Data records:
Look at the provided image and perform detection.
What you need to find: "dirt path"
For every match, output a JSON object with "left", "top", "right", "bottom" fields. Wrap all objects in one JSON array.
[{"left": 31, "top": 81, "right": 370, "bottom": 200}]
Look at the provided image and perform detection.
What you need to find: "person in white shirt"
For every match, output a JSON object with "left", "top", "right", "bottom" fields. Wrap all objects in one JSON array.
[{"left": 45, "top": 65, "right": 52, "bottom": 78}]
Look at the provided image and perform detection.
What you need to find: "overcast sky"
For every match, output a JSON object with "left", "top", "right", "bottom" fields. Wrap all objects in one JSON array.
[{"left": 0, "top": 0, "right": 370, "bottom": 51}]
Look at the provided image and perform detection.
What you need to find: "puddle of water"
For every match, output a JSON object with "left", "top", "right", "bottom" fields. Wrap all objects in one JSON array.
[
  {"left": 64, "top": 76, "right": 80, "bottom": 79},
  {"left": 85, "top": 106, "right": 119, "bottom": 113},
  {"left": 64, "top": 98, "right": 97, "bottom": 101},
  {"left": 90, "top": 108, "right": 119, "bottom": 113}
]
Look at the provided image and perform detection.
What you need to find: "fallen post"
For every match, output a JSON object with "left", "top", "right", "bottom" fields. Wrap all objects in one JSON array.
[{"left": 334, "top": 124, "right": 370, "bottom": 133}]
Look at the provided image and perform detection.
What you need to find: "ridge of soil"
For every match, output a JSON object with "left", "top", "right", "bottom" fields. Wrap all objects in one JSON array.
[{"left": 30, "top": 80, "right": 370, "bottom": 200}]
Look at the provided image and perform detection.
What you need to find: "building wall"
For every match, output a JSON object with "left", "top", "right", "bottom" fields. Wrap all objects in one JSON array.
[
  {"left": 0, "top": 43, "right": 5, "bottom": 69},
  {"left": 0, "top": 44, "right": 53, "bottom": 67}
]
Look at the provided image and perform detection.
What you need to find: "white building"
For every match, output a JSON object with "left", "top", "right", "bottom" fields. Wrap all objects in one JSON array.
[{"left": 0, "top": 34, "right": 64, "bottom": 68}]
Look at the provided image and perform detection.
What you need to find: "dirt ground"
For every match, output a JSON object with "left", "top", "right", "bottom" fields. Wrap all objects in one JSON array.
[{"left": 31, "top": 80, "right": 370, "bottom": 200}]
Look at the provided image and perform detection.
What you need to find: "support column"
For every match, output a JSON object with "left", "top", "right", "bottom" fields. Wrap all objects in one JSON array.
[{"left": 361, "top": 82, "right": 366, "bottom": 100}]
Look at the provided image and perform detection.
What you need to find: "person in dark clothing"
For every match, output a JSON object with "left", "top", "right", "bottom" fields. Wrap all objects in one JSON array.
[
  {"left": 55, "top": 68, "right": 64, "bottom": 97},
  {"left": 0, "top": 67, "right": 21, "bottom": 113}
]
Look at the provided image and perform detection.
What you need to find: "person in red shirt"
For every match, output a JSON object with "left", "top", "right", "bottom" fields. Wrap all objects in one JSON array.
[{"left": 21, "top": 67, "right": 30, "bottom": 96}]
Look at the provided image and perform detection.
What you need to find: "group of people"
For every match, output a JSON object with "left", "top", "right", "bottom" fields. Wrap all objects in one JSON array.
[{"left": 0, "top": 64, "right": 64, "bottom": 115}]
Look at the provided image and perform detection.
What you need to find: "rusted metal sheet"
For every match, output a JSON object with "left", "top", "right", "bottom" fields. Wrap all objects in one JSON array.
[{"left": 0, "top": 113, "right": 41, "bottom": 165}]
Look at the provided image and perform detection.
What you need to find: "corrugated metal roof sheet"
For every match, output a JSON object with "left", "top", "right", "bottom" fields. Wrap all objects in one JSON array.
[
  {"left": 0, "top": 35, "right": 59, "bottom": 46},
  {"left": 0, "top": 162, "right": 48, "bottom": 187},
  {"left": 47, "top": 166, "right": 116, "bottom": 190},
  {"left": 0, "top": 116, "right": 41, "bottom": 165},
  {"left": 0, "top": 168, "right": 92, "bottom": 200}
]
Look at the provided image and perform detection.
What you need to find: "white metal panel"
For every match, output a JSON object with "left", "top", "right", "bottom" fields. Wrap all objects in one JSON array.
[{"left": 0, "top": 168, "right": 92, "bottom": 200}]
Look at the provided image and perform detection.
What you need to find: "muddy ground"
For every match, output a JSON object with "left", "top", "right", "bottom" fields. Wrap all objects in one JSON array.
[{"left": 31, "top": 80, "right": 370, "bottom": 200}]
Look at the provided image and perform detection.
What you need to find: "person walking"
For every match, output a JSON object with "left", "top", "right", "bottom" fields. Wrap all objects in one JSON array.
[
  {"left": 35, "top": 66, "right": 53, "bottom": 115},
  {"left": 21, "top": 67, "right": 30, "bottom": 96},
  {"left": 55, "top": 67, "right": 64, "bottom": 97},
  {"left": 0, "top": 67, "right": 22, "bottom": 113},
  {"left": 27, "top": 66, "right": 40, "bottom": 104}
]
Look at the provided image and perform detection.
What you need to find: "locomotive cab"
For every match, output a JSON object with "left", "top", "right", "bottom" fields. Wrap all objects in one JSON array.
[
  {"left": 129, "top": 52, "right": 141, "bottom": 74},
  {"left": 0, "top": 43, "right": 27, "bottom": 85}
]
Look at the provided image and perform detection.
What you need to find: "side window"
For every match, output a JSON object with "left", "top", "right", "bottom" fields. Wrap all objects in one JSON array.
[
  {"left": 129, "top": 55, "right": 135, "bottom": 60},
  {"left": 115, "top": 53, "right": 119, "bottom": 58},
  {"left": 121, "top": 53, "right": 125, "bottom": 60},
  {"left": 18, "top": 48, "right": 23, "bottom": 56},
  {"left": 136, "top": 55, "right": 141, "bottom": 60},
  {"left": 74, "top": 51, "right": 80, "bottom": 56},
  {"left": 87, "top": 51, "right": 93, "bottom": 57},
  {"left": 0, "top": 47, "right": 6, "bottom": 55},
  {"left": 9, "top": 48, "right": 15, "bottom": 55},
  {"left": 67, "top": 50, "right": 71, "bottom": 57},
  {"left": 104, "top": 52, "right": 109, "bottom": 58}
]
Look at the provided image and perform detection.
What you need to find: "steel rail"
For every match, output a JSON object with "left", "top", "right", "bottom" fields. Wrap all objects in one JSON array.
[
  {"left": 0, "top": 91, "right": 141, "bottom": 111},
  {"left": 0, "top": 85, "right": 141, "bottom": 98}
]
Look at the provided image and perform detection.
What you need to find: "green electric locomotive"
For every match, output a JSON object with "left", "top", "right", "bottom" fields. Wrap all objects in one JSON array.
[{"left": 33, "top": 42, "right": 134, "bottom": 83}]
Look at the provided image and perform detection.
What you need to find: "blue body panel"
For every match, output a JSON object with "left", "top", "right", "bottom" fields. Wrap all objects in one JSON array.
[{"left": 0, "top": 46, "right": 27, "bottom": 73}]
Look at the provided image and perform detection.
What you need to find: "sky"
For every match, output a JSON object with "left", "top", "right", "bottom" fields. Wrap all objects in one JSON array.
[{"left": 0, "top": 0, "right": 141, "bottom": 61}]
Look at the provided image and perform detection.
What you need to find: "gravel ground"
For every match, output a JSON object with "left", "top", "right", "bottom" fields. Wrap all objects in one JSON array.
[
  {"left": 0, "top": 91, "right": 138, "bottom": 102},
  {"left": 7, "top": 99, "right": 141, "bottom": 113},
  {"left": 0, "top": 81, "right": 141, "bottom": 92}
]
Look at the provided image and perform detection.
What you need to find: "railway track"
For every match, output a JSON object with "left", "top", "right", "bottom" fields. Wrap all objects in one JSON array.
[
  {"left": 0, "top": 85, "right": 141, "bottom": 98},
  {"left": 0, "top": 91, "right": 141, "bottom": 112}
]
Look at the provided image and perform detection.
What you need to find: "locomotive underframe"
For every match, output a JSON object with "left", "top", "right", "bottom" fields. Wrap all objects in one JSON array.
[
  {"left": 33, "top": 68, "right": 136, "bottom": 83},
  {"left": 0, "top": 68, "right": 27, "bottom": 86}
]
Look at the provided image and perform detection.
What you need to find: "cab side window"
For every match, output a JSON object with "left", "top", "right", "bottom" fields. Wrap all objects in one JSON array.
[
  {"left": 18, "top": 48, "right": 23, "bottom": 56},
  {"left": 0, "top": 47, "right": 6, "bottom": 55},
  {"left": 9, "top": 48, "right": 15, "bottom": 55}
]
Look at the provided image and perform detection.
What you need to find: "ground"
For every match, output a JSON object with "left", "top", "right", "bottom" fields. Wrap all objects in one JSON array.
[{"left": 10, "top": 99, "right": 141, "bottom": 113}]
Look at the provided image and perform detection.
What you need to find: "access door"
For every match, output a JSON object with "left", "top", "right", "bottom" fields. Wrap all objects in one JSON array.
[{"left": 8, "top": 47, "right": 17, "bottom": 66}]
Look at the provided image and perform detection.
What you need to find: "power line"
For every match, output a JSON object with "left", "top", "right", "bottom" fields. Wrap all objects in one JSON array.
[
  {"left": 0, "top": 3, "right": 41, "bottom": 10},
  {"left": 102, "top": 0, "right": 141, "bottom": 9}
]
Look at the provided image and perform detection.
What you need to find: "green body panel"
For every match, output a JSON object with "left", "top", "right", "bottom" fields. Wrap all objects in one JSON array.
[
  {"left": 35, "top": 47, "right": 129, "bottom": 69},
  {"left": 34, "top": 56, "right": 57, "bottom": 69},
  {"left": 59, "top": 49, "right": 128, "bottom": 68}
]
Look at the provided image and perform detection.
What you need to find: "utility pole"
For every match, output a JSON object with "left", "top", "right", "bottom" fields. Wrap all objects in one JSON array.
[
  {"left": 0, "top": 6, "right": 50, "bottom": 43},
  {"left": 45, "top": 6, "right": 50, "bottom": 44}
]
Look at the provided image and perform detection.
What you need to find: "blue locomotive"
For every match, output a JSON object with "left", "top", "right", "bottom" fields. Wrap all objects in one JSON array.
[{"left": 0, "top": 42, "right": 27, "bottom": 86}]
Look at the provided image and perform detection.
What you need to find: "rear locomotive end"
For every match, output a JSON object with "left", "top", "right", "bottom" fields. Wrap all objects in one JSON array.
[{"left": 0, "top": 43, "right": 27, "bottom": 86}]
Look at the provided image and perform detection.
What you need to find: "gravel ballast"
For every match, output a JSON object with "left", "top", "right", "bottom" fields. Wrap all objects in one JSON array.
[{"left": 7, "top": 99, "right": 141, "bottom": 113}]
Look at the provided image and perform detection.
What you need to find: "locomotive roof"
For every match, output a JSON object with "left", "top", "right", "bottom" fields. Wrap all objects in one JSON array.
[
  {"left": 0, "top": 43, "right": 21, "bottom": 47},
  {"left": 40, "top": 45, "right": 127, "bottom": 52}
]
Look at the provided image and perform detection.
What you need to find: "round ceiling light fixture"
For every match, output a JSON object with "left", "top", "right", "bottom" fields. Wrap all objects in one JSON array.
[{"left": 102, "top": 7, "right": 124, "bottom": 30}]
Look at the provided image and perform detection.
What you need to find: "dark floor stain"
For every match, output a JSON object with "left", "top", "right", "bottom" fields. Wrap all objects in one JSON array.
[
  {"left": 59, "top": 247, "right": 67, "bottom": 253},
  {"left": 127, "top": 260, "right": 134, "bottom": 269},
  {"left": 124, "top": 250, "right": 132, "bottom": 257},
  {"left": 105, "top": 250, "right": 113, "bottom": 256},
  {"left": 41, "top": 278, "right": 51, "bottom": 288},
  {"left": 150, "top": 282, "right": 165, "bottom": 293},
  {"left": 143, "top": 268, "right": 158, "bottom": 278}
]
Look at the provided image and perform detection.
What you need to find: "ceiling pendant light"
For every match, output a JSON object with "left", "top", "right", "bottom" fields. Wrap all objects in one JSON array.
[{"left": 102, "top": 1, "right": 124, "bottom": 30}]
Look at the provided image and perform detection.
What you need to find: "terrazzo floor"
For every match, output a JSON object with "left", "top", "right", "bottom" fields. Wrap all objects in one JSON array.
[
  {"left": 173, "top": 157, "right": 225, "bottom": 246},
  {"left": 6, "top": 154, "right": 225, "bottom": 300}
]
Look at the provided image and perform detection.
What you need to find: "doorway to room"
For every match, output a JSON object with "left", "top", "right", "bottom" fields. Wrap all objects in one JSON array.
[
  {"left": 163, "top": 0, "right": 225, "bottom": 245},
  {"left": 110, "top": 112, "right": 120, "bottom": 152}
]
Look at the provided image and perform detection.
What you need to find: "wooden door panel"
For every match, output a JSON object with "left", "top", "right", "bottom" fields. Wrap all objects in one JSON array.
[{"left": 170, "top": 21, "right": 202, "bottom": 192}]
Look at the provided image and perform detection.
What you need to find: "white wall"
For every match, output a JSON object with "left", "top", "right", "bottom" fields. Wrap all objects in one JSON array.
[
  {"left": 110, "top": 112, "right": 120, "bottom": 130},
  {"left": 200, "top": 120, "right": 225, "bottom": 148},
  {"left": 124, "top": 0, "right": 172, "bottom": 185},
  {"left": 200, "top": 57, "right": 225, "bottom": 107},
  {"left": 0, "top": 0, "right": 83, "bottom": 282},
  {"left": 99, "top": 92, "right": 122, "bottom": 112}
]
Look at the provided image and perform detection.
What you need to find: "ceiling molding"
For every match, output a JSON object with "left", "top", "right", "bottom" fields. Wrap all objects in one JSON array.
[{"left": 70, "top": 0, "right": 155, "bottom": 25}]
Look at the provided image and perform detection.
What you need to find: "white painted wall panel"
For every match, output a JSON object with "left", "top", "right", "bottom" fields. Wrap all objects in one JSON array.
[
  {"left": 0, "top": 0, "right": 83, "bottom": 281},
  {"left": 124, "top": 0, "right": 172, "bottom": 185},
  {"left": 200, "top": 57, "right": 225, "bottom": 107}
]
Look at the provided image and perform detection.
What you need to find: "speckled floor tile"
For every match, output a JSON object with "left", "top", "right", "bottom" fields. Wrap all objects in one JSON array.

Exercise description:
Gather every line of the records above that contains the word "floor", and copy each one in full.

Answer for this exercise:
What you need to find: "dark floor stain"
What you need to find: "terrazzo floor"
What you need to find: "speckled floor tile"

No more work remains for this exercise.